Text segment ▸
####
From 46bd547d9ee29bf209f3fb1106775ae1caca5ca6 Mon Sep 17 00:00:00 2001
From: Justin Kerr <justin.g.kerr@gmail.com>
Date: Tue, 20 Feb 2024 13:40:20 -0800
Subject: [PATCH] Speed up ND rasterization (#130)

* refactor block size to be dynamic, hide tile_bounds from interface, update tests to reflect this change

* allocate as much shared memory as possible based on block size

* revert to old method, replace workspace with shared mem

* speedup on nd backward w/ some warp operations

* add fp16 headers

* 128->3 in simple trainer

* lint

* remove comment

* remove cudaPeekAtLastError
---
 examples/simple_trainer.py    |  15 +++-
 gsplat/cuda/csrc/backward.cu  | 157 +++++++++++++++++-----------------
 gsplat/cuda/csrc/backward.cuh |   3 +-
 gsplat/cuda/csrc/bindings.cu  |  26 +++---
 gsplat/cuda/csrc/forward.cu   | 139 +++++++++++++++++++-----------
 5 files changed, 196 insertions(+), 144 deletions(-)
####
(Named object pointing entries)
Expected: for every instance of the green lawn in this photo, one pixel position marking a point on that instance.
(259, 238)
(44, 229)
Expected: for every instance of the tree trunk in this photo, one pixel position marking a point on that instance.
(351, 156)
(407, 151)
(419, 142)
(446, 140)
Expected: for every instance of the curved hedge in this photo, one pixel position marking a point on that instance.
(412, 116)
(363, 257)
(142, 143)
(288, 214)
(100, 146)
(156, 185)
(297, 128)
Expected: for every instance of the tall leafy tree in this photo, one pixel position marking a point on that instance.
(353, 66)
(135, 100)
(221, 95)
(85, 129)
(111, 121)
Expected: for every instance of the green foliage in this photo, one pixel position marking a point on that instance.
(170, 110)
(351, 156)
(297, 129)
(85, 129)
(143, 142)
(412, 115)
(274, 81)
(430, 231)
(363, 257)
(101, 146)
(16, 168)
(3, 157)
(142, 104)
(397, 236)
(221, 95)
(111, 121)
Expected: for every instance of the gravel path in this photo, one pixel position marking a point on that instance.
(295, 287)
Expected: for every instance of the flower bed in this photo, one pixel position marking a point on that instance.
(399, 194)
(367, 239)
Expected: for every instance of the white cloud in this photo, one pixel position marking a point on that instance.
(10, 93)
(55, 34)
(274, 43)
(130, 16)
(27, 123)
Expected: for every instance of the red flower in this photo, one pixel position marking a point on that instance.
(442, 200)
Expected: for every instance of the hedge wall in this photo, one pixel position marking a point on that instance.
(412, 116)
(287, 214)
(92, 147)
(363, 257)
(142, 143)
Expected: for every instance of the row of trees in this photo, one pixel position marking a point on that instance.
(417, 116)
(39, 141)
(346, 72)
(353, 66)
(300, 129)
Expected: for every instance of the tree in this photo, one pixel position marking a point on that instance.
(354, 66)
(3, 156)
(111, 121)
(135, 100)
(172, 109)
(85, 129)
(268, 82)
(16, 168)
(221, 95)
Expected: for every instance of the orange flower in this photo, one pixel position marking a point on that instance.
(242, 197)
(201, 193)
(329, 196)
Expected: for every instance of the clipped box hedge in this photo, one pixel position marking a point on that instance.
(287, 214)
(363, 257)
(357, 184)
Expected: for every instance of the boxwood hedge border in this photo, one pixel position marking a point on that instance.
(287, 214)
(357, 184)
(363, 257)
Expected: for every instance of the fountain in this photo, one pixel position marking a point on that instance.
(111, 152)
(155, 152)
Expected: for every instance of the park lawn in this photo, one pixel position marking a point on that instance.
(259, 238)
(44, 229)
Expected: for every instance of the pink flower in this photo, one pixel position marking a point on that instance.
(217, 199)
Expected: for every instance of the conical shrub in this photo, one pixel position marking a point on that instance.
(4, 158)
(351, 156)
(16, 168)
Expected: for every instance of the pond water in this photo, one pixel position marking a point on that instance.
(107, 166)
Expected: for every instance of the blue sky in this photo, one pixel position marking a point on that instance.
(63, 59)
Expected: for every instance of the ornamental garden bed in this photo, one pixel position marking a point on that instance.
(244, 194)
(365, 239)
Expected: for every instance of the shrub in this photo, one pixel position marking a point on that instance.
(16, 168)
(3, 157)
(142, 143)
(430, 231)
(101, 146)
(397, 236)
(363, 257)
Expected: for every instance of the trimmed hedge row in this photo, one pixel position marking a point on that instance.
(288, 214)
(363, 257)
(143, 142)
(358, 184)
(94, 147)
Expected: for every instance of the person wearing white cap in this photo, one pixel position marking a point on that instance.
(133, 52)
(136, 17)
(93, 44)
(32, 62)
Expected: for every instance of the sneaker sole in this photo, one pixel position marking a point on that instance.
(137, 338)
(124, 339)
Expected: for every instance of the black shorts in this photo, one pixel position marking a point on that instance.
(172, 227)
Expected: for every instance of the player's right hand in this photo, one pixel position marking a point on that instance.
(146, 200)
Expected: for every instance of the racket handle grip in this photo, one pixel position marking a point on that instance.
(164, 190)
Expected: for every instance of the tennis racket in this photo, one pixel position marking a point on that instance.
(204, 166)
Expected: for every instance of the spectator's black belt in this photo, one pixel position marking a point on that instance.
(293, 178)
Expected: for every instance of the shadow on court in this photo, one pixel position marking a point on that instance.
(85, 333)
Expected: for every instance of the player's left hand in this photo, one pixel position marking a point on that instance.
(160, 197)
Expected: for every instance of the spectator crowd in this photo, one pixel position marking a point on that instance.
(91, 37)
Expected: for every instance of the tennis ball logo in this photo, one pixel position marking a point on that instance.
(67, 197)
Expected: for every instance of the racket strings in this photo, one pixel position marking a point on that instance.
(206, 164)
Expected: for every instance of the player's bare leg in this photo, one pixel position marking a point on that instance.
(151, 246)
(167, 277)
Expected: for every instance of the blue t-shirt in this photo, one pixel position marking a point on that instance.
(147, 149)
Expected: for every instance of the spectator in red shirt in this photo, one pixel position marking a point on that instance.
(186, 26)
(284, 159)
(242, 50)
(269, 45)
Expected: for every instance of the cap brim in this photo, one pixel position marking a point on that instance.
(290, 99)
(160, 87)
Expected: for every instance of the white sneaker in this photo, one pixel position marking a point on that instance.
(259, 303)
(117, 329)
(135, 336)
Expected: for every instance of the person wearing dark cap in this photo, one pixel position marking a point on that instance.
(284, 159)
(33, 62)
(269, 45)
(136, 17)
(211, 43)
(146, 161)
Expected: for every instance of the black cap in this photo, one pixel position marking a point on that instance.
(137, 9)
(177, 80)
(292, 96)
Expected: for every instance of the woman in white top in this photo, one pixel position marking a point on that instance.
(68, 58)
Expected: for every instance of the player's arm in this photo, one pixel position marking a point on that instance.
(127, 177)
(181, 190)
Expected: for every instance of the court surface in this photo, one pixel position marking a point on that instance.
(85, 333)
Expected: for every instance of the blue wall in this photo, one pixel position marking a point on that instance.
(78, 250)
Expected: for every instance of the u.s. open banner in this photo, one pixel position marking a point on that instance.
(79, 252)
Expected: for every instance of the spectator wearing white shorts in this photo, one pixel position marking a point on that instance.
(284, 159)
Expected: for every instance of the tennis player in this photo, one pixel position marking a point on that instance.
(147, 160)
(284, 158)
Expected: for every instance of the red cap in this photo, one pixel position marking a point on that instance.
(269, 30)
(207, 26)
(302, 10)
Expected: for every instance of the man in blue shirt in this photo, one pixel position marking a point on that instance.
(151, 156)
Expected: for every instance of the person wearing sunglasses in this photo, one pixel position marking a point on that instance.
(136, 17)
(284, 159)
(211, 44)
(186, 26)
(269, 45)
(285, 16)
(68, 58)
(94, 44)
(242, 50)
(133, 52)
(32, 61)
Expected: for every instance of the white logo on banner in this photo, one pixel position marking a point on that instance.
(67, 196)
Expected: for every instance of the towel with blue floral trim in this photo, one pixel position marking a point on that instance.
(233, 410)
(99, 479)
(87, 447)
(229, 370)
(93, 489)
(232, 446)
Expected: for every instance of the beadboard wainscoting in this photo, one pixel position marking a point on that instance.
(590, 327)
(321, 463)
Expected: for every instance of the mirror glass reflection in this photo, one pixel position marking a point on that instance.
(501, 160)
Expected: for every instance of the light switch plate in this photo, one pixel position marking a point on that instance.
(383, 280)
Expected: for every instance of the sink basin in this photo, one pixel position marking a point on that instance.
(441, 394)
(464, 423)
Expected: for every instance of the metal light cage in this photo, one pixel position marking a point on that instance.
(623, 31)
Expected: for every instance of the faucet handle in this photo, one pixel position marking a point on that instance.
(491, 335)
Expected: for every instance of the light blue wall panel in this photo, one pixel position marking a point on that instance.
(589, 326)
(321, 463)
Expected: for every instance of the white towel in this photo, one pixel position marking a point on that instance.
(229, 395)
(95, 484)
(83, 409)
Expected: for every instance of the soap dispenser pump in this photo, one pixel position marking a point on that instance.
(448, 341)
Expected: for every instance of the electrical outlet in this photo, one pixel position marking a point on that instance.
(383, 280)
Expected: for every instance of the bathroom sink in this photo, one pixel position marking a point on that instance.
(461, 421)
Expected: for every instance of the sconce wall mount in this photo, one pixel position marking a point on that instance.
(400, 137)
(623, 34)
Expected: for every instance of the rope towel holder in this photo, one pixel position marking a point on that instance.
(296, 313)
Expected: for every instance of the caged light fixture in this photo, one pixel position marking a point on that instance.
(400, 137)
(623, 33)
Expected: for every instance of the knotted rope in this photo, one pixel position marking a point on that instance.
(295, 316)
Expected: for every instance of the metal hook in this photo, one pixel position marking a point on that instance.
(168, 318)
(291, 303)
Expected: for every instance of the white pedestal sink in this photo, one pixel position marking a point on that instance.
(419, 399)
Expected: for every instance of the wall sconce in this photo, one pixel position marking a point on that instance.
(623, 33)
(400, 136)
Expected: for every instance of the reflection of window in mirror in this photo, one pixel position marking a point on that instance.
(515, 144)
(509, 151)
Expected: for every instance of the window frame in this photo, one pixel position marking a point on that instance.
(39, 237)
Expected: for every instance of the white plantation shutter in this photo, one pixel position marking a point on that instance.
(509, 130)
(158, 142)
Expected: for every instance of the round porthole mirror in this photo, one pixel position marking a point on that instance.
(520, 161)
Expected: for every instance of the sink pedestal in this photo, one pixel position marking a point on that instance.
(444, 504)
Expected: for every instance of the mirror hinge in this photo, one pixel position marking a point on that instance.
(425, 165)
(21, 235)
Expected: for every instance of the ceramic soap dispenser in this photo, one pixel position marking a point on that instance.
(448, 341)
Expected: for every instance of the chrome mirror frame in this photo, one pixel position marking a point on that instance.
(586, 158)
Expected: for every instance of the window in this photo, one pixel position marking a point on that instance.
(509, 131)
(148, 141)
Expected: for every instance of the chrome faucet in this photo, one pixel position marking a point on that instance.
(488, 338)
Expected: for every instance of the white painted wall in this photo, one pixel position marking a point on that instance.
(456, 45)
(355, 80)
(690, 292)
####
Task instructions ▸
[1] Answer these questions about the patch on speeding up ND rasterization:
(a) Whose name appears in the From line?
(b) Which file has the largest number of changed lines?
(c) How many insertions and deletions does the patch make in total?
[2] List every line of the entries that contains the string "sneaker". Case counts.

Answers to the tasks ▸
[1]
(a) Justin Kerr
(b) gsplat/cuda/csrc/backward.cu, with 157 changed lines
(c) 196 insertions and 144 deletions

[2]
Expected: for every instance of the sneaker sole in this photo, one pixel position marking a point on that instance.
Expected: for every instance of the white sneaker in this photo, one pixel position marking a point on that instance.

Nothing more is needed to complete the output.